For this listing, the lines between the one holding "Find the narrow" and the one holding "Find the hillside", inclusive, must be set down exactly.

- Material for the task -
++++++++++++++++++++

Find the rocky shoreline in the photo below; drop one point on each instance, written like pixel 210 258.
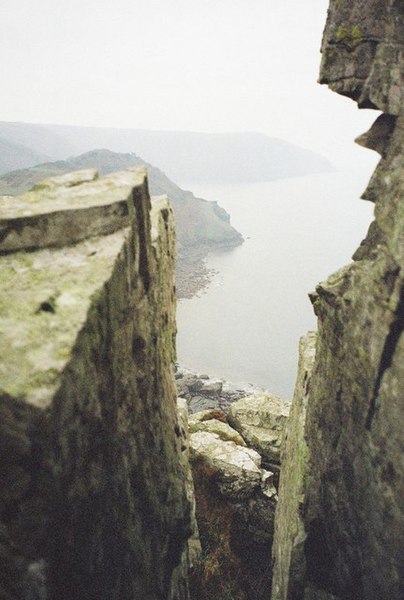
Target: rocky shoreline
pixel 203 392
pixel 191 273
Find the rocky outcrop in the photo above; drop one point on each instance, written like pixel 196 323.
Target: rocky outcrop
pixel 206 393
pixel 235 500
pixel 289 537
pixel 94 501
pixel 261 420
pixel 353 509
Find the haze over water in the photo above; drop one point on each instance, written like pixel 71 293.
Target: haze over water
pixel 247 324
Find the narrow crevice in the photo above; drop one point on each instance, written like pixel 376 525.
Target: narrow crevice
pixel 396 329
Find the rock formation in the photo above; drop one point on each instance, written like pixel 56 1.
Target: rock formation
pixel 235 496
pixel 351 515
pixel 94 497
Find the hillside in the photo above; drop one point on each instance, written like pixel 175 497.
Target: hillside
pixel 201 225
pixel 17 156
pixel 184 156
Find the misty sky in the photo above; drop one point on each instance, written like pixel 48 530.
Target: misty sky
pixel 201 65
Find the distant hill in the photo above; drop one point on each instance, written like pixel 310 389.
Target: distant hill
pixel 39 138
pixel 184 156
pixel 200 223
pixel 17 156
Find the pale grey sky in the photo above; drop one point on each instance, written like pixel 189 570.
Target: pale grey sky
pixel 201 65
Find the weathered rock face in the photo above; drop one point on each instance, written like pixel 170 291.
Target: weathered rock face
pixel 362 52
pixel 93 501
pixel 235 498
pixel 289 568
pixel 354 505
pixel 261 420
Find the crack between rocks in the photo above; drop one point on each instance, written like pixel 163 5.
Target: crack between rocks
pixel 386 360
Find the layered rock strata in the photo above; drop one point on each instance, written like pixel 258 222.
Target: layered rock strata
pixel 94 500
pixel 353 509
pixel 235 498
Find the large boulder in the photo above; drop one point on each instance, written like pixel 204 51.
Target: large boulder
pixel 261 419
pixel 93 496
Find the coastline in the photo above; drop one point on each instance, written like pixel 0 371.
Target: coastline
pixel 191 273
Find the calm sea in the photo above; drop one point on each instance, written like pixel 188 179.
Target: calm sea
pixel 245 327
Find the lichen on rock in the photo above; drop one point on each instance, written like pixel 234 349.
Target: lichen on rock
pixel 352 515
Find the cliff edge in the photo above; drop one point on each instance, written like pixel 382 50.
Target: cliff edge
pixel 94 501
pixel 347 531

++++++++++++++++++++

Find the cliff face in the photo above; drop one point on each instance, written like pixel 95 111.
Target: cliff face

++++++++++++++++++++

- Response to the task -
Find the narrow crevice in the photo above; drop one point on each instance, written like pixel 376 525.
Target: narrow crevice
pixel 396 329
Find the rock formation in the photo above; drop one point on each instance, written like pixel 56 1.
Target: rock formation
pixel 235 496
pixel 351 515
pixel 94 497
Find the hillside in the photo above; drop one point on each instance, written like pixel 175 497.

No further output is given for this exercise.